AMMAN: The Israeli central court accepted the appeal by the Jerusalem police against a lower court ruling that allowed “silent” prayer by Jewish activists on the grounds of Al-Aqsa Mosque.
Wasfi Kailani, executive director of the Hashemite Fund for the Restoration of Al-Aqsa Mosque, told Arab News that the entire area of Al-Haram Al-Sharif/Al-Aqsa Mosque is an Islamic religious site that is exclusively for Muslims.
“All 144 dunums of the mosque compound is an Islamic location owned and managed by the Islamic Waqf (endowment).”
Kailani said that, while the Waqf Council welcomes visitors at certain hours, it is done with the understanding that they are welcomed to visit as tourists but not to pray, and “that the visiting rights should be open to all non-Muslims who enter Al-Aqsa with permission of Awqaf and follow their instructions.”
Kailani said Muslims from all around the world “should have access and the right of worship in Al-Aqsa.”
The earlier decision that would have changed the status quo in occupied Jerusalem was widely rejected in the region.
Jordan, whose Waqf Ministry administers the mosque in Jerusalem, condemned the initial lower Israeli court ruling. Foreign Ministry spokesperson Haitham Abulfoul said that the decision is null and void and lacks legal status under international law, which does not recognize Israeli jurisdiction on territories occupied in 1967, including East Jerusalem.
Dimitri Diliani, head of the Palestinian National Christian Coalition, said that the decision of the Israeli central court was the result of united efforts by Palestinians and their friends.
“This victory is the result of the popular anger of Palestinians from all walks of life, in addition to the stance of Arab countries, led by Jordan, whose monarch King Abdullah II is the custodian of Muslim and Christian holy places in Jerusalem.”

Region pointing records

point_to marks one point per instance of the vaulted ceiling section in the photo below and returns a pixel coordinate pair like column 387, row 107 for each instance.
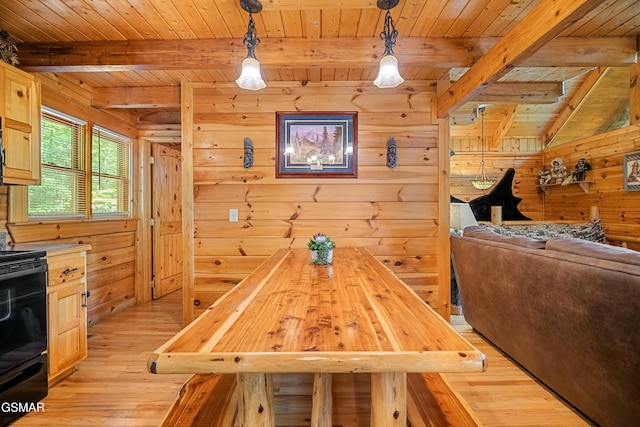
column 551, row 69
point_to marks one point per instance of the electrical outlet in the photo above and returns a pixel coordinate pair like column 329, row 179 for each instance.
column 233, row 215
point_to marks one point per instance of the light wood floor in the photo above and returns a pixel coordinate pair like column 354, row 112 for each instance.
column 112, row 386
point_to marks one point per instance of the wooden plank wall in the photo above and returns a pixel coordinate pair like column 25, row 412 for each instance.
column 394, row 212
column 522, row 154
column 619, row 209
column 111, row 262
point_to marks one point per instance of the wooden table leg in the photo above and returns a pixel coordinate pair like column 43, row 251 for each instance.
column 322, row 406
column 388, row 399
column 255, row 402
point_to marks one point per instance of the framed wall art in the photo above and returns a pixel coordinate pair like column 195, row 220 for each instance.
column 632, row 172
column 317, row 144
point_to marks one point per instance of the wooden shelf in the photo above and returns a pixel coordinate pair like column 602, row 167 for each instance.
column 583, row 184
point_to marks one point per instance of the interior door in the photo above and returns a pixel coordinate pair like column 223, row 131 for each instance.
column 167, row 220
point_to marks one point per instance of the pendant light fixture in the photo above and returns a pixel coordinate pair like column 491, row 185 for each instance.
column 388, row 75
column 482, row 181
column 250, row 77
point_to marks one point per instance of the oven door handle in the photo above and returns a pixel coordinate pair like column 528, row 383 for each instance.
column 6, row 313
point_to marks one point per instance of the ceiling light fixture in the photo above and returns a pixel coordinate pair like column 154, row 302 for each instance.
column 482, row 181
column 388, row 75
column 250, row 77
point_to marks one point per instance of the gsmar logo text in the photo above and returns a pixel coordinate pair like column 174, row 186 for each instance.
column 21, row 407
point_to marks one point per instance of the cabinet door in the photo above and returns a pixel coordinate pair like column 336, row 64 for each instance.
column 67, row 327
column 21, row 128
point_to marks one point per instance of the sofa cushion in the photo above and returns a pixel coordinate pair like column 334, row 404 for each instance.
column 477, row 232
column 592, row 231
column 593, row 250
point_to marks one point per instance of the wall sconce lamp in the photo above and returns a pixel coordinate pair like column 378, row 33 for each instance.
column 392, row 153
column 388, row 75
column 250, row 77
column 248, row 153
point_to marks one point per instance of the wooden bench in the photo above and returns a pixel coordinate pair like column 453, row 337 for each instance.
column 432, row 402
column 204, row 400
column 211, row 400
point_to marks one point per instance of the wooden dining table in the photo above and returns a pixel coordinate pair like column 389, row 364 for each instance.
column 290, row 316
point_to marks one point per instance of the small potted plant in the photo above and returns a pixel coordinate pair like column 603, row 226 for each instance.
column 321, row 247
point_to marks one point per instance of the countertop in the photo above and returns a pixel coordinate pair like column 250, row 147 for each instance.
column 50, row 248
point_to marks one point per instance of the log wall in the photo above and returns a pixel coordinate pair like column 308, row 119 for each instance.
column 394, row 212
column 619, row 209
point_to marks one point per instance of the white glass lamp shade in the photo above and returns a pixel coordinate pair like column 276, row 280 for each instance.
column 461, row 216
column 250, row 77
column 388, row 76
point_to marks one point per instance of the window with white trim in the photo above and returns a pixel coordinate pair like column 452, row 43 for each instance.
column 85, row 171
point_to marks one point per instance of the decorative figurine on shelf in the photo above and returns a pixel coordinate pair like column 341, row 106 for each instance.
column 580, row 171
column 321, row 247
column 545, row 175
column 8, row 49
column 392, row 153
column 248, row 153
column 558, row 171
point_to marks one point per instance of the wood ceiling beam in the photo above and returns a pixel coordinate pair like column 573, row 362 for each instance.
column 578, row 98
column 541, row 25
column 521, row 93
column 169, row 96
column 319, row 53
column 136, row 97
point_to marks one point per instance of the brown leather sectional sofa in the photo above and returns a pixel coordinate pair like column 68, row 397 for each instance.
column 566, row 310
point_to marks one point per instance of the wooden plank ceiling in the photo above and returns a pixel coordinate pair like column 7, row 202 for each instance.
column 116, row 47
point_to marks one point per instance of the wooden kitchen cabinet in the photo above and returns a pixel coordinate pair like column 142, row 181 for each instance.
column 20, row 115
column 67, row 309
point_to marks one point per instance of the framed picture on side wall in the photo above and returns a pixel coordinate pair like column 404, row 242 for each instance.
column 317, row 144
column 632, row 172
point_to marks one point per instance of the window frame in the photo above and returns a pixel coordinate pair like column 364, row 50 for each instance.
column 125, row 181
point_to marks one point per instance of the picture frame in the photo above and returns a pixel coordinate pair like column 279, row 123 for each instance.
column 632, row 172
column 316, row 144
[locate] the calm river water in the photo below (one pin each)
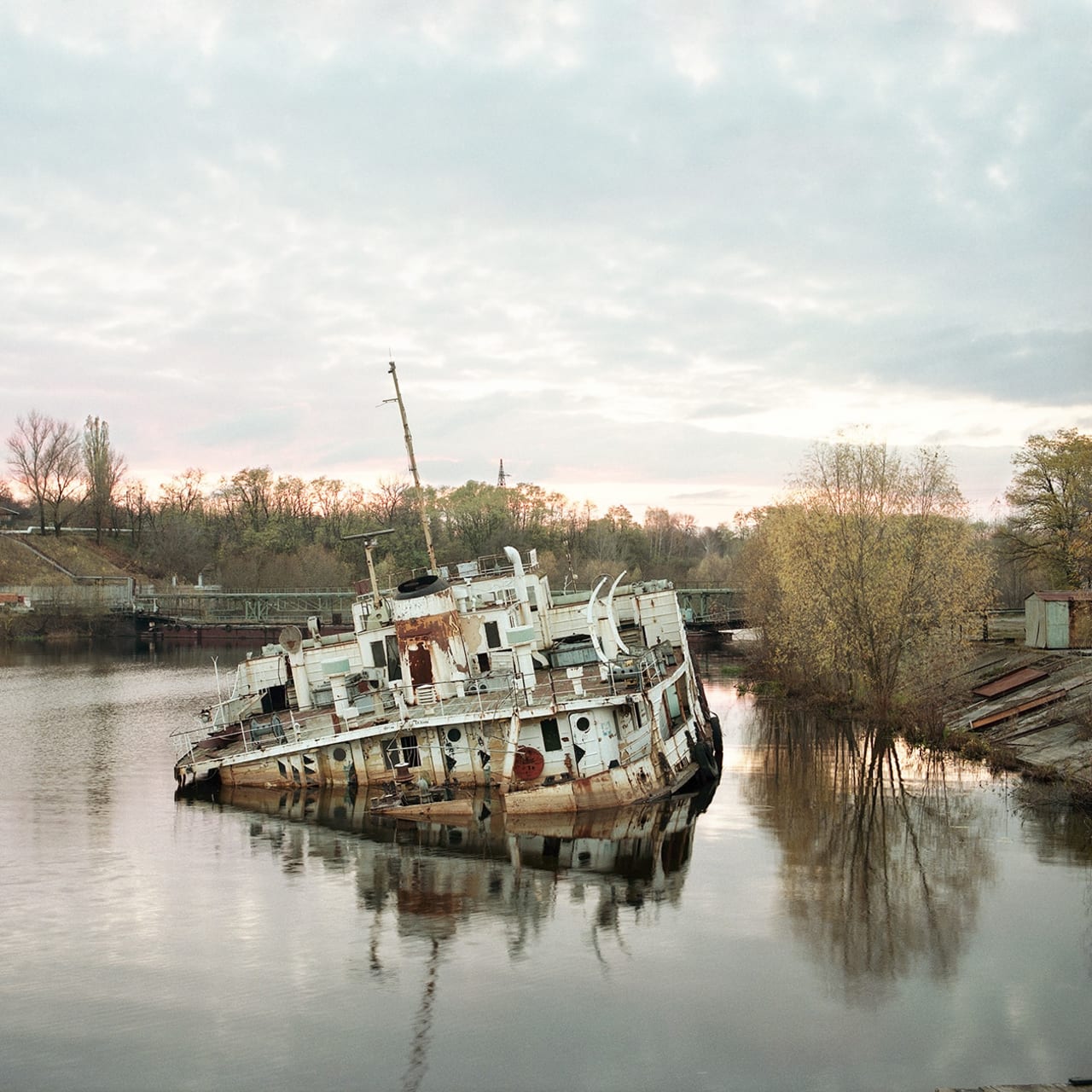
(837, 917)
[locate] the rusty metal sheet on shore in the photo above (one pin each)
(1014, 681)
(1025, 706)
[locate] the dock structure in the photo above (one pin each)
(200, 607)
(723, 607)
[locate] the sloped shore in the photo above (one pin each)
(1034, 706)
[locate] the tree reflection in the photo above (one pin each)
(881, 863)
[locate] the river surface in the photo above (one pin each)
(837, 916)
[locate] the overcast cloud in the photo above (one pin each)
(644, 253)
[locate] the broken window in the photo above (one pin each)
(552, 737)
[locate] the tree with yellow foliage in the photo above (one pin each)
(868, 577)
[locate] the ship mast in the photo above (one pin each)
(413, 470)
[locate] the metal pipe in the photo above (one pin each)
(413, 470)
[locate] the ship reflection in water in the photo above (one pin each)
(435, 878)
(435, 874)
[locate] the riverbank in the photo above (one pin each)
(1029, 710)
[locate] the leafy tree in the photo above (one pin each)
(868, 576)
(45, 461)
(1051, 495)
(102, 468)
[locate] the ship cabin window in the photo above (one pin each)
(393, 664)
(676, 706)
(403, 749)
(552, 737)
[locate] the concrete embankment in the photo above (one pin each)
(1034, 708)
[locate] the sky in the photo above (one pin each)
(646, 253)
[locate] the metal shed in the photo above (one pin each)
(1058, 620)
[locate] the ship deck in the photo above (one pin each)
(495, 698)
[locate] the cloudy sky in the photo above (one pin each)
(647, 253)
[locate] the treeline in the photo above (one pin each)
(869, 582)
(261, 530)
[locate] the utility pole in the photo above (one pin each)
(413, 470)
(369, 544)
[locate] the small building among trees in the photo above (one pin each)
(1058, 620)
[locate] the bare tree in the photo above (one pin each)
(45, 461)
(102, 468)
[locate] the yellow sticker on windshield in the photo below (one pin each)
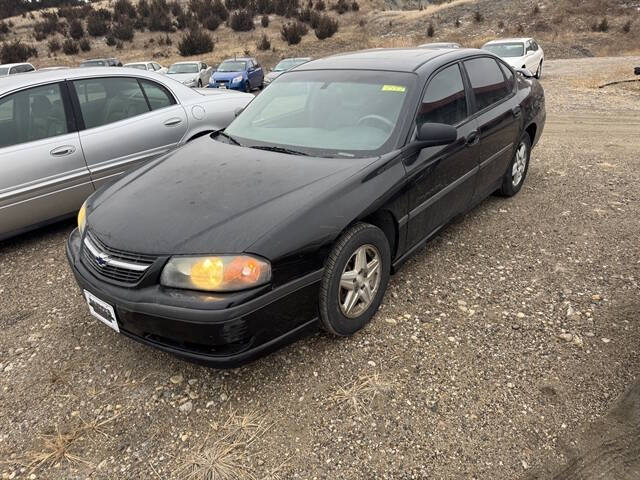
(393, 88)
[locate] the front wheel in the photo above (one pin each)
(355, 279)
(518, 168)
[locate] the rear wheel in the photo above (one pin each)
(518, 168)
(355, 279)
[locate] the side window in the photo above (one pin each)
(445, 100)
(33, 114)
(487, 81)
(108, 100)
(157, 95)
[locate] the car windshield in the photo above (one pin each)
(506, 50)
(327, 113)
(183, 68)
(94, 63)
(287, 64)
(232, 66)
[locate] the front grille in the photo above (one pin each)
(117, 265)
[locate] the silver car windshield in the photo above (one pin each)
(347, 113)
(183, 68)
(506, 50)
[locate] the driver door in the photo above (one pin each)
(442, 179)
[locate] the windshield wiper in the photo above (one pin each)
(226, 135)
(288, 151)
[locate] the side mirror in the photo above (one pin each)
(526, 73)
(436, 134)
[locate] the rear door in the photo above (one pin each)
(43, 174)
(442, 179)
(127, 121)
(498, 116)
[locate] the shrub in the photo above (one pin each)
(75, 29)
(123, 30)
(97, 25)
(263, 43)
(212, 23)
(85, 46)
(293, 32)
(16, 51)
(70, 47)
(54, 45)
(194, 43)
(241, 21)
(327, 26)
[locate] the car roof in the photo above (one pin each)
(391, 59)
(13, 82)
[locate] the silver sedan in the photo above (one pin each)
(65, 133)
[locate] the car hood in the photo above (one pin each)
(183, 77)
(226, 75)
(211, 197)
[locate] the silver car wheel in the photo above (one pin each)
(359, 281)
(519, 164)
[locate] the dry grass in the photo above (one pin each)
(360, 394)
(227, 457)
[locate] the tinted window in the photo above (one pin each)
(487, 81)
(33, 114)
(445, 100)
(108, 100)
(157, 95)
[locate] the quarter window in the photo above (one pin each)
(108, 100)
(445, 100)
(487, 81)
(34, 114)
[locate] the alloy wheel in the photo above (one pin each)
(519, 164)
(359, 281)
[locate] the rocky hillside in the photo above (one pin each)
(565, 28)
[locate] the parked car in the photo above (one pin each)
(149, 66)
(13, 68)
(65, 133)
(439, 45)
(295, 215)
(238, 74)
(101, 62)
(519, 53)
(191, 74)
(283, 66)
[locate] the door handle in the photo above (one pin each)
(473, 138)
(63, 151)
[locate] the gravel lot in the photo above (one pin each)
(497, 347)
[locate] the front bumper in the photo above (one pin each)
(223, 331)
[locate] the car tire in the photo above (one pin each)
(358, 247)
(518, 167)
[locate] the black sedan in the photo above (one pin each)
(296, 214)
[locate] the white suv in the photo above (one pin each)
(519, 53)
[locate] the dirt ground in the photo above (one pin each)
(499, 352)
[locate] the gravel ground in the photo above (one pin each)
(496, 347)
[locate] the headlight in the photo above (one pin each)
(82, 217)
(220, 273)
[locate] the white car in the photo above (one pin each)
(191, 74)
(148, 66)
(13, 68)
(519, 53)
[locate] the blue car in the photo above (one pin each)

Problem A
Rewrite everything from "Dimitri Diliani, head" down to "and their friends." in the Al-Aqsa court ruling text, swapping "united efforts" for "joint efforts".
Problem B
Write what comes next in the article on the Al-Aqsa court ruling, picking up after its final sentence.

Task response A
Dimitri Diliani, head of the Palestinian National Christian Coalition, said that the decision of the Israeli central court was the result of joint efforts by Palestinians and their friends.

Task response B
A 2014 Jordanian and Israeli understanding witnessed by the US says that Al-Aqsa is for “Muslims to pray and for all others to visit.”
Israeli Prime Minister Naftali Bennett backed down in July from statements that appeared to support the rights of Jews and Muslims to pray on the Muslim site, statements that would have marked a stark shift from Israel’s policy of maintaining the status quo at Jerusalem’s holy site.
Sources in the Israeli Prime Minister’s Office claimed on July 19 that Bennett had “misspoken” when he said both Jews and Muslims have “freedom of worship” on the Temple Mount, which would be a potentially explosive change after decades of Jews being permitted only to visit there, but not to pray.
The current tensions began when Bilha Yahalom, a Jerusalem magistrate judge known for her right-wing position, ruled that the silent prayer at the complex cannot be considered a “criminal act.”
This came in an appeal by Rabbi Aryeh Lippo against a police ban on his visits to the flashpoint site following his repeated prayers in violation of the agreed position for visits to the Muslim site.
The police appealed the decision, which caused ripple effects in Jerusalem and throughout the region.